Exercise requirements:
The answer should match the entries below word for word, minus their pictures.

[[ Materials provided, beginning ]]

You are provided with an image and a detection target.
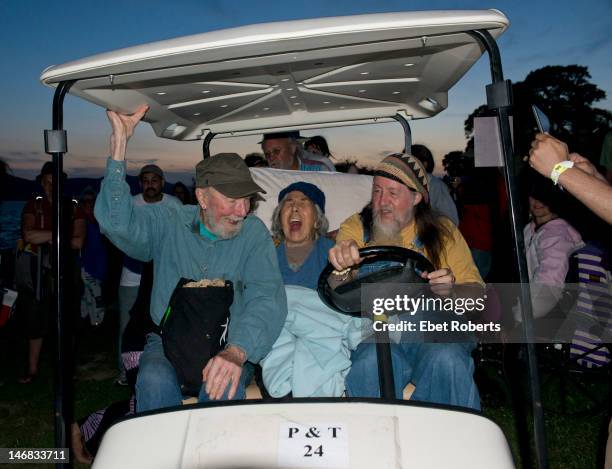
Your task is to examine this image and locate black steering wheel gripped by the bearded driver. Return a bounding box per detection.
[317,246,434,317]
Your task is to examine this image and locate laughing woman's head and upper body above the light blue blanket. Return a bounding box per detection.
[272,182,334,289]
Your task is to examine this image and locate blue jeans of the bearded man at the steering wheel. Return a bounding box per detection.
[346,342,480,410]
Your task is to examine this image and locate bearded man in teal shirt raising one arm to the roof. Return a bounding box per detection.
[95,106,287,412]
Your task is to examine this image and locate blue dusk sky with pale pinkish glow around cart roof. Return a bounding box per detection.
[0,0,612,183]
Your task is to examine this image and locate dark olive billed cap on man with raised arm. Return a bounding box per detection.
[196,153,266,199]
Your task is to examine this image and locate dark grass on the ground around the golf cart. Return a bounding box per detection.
[0,314,607,469]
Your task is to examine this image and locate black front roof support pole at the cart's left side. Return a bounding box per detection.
[45,81,74,468]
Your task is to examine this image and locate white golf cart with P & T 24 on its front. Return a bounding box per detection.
[41,10,546,468]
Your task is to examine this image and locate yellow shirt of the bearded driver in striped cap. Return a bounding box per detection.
[336,213,484,285]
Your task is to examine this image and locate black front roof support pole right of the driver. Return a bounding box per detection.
[470,30,548,469]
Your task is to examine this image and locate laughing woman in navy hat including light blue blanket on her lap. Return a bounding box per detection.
[261,182,362,398]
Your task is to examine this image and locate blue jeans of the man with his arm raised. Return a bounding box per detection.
[136,334,253,412]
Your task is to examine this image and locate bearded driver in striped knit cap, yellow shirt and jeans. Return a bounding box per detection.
[329,154,483,408]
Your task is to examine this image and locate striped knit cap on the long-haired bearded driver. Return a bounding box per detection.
[374,153,429,203]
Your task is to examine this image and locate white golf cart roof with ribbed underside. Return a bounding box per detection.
[41,10,508,140]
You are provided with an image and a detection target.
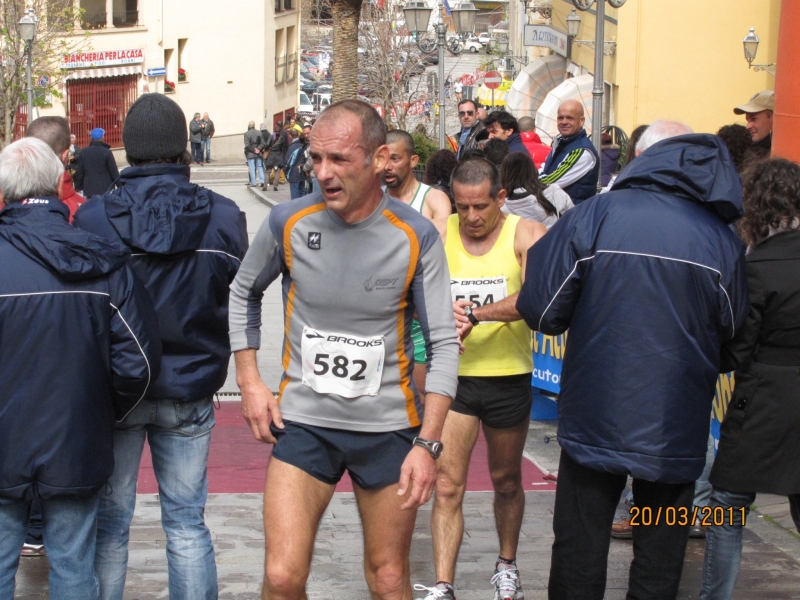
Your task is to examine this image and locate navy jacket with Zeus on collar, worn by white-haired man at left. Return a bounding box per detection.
[0,198,161,503]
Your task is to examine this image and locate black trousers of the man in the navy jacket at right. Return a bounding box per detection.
[548,451,694,600]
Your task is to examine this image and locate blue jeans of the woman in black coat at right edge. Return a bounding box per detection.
[700,487,800,600]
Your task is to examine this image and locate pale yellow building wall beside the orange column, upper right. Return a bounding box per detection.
[553,0,780,133]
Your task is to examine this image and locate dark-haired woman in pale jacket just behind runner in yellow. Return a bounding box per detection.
[500,152,574,229]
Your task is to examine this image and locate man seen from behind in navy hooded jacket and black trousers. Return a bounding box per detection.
[517,121,748,600]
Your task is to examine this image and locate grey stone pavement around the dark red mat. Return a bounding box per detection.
[16,176,800,600]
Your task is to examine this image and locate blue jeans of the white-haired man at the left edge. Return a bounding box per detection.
[0,491,104,600]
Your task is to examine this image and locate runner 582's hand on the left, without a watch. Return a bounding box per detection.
[233,349,283,444]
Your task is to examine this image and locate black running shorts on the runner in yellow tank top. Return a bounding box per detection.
[450,373,533,429]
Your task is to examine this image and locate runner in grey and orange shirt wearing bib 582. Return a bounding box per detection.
[230,100,459,600]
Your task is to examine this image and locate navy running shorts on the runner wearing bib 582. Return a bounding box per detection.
[270,421,420,490]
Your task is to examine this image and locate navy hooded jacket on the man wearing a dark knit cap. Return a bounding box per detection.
[74,164,248,401]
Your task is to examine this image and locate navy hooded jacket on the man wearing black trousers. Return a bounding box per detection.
[517,134,749,483]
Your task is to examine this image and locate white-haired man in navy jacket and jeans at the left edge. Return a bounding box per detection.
[0,138,161,600]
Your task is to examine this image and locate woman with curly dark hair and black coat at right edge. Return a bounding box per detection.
[700,158,800,600]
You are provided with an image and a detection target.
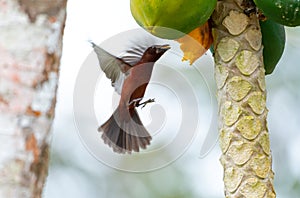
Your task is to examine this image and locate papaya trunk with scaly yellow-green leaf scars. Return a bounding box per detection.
[212,0,276,198]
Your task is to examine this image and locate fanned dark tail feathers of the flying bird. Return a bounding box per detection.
[98,107,152,153]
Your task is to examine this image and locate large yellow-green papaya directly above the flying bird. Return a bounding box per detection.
[130,0,217,39]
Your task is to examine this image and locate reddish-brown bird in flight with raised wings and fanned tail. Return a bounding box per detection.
[91,42,170,153]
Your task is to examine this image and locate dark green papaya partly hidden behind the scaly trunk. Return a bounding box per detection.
[260,20,285,74]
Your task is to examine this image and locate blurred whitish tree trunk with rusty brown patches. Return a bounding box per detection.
[0,0,66,198]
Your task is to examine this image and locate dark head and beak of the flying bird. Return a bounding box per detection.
[141,44,171,62]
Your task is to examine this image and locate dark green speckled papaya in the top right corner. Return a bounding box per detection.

[[ Materials provided, end ]]

Exercise solution:
You are provided with an image and a detection target.
Your task is to examine this image and locate black steering wheel gripped by the bearded driver. Return a bounding box per detection.
[317,246,434,317]
Your task is to examine this image and locate laughing woman's head and upper body above the light blue blanket. Return a bounding box per detection.
[272,182,334,289]
Your task is to examine this image and locate blue jeans of the bearded man at the steering wheel. Return a bounding box per detection.
[346,342,480,410]
Your task is to examine this image and locate bearded man in teal shirt raising one arm to the roof. Return a bounding box per detection.
[95,106,287,412]
Your task is to examine this image and locate blue dusk sky with pale pinkish glow around cart roof. Return a bounding box per detection.
[0,0,612,183]
Your task is to examine this image and locate dark olive billed cap on man with raised arm. Return a bounding box per detection.
[196,153,266,199]
Your task is to examine this image and locate dark grass on the ground around the golf cart. Return a bounding box per detection.
[0,314,607,469]
Your task is to examine this image and locate black front roof support pole at the cart's left side. Return a bounding box per detection.
[45,81,74,468]
Your task is to examine this image and locate white golf cart with P & T 24 on its front. Return a bounding box per detection.
[41,10,546,468]
Your task is to examine this image and locate yellow shirt of the bearded driver in striped cap. Return a bounding box per detection.
[336,213,484,285]
Your task is to examine this image and locate black front roof support pole right of the driver. Return a bounding box per detection.
[470,30,548,469]
Your task is to examine this image and locate laughing woman in navy hat including light blue blanket on her lap. Return a bounding box per detection.
[261,182,362,398]
Your task is to examine this image and locate blue jeans of the man with his arm raised. Return a bounding box per detection.
[136,334,253,412]
Your task is to examine this image and locate bearded driver in striped knit cap, yellow shirt and jeans. Return a bounding box per detection.
[329,154,483,408]
Your task is to examine this image and locate striped knit cap on the long-haired bearded driver. Return a bounding box per detection.
[374,153,429,203]
Your task is to examine this image and locate white golf cart roof with ribbed underside. Return a bounding box per detection.
[41,10,508,140]
You are provided with an image and a detection target.
Your task is to examine this image and locate navy jacket with Zeus on collar, worn by white-haired man at left. Return a bounding box per detection.
[0,198,161,503]
Your task is to examine this image and locate black trousers of the man in the navy jacket at right. Return a bounding box per detection.
[548,451,694,600]
Your task is to examine this image and locate blue jeans of the woman in black coat at right edge. Return a bounding box per detection.
[700,487,800,600]
Your task is to examine this image and locate pale yellow building wall beside the orange column, upper right. Return a bounding box per detection.
[553,0,780,133]
Your task is to examine this image and locate dark-haired woman in pale jacket just behind runner in yellow. Return a bounding box per detection.
[500,152,574,229]
Your task is to examine this image and locate man seen from behind in navy hooded jacket and black trousers. Return a bounding box per detection.
[517,121,748,600]
Your task is to examine this image and locate grey stone pavement around the dark red mat. Return a bounding box per detection.
[16,176,800,600]
Your task is to examine this image and locate blue jeans of the white-haired man at the left edge. Return a bounding box per detection.
[0,491,104,600]
Your task is to examine this image and locate runner 582's hand on the left, without a watch. Return a bounding box per detection.
[233,349,283,444]
Your task is to examine this image and locate black running shorts on the runner in yellow tank top. Return a bounding box per detection.
[450,373,533,429]
Your task is to examine this image and locate runner in grey and orange shirt wearing bib 582. Return a bounding box per detection.
[230,100,459,600]
Your task is to examine this image and locate navy running shorts on the runner wearing bib 582. Return a bounding box per detection.
[270,421,420,490]
Your task is to examine this image and locate navy hooded jacket on the man wearing a dark knit cap. Return a bounding box per detection.
[74,164,248,401]
Your task is to examine this image and locate navy hooded jacket on the man wearing black trousers. Return a bounding box per detection.
[517,134,749,483]
Your task is to examine this image and locate white-haired man in navy jacket and jeans at the left edge. Return a bounding box per detection.
[0,138,161,600]
Your task is to examine this image and locate woman with curly dark hair and black coat at right edge. Return a bounding box per detection.
[700,158,800,600]
You are provided with an image and a detection target.
Your task is to examine this image and locate papaya trunk with scaly yellow-green leaf scars. Return a bounding box per detection.
[212,0,276,198]
Your task is to examine this image and locate fanned dark tail feathers of the flying bird. Return a bounding box per detection.
[98,107,152,153]
Your task is to examine this image and locate large yellow-green papaya directly above the flying bird. Return a bounding box per detection.
[130,0,217,39]
Your task is to examine this image and locate reddish-brown bird in flight with raised wings and fanned tail. Return a bounding box per detection.
[91,42,170,153]
Your task is to examine this image and locate dark green papaya partly hidden behind the scaly trunk. Return a bounding box per detection.
[260,20,285,74]
Your task is to examine this image and locate blurred whitish tree trunk with rusty brown patches. Return a bounding box per detection.
[0,0,66,198]
Your task is to examine this image and locate dark head and beak of the flying bird. Return a bounding box per detection.
[141,44,171,62]
Your task is to examine this image and locate dark green speckled papaya in the top right corner. Return a bounding box per detection.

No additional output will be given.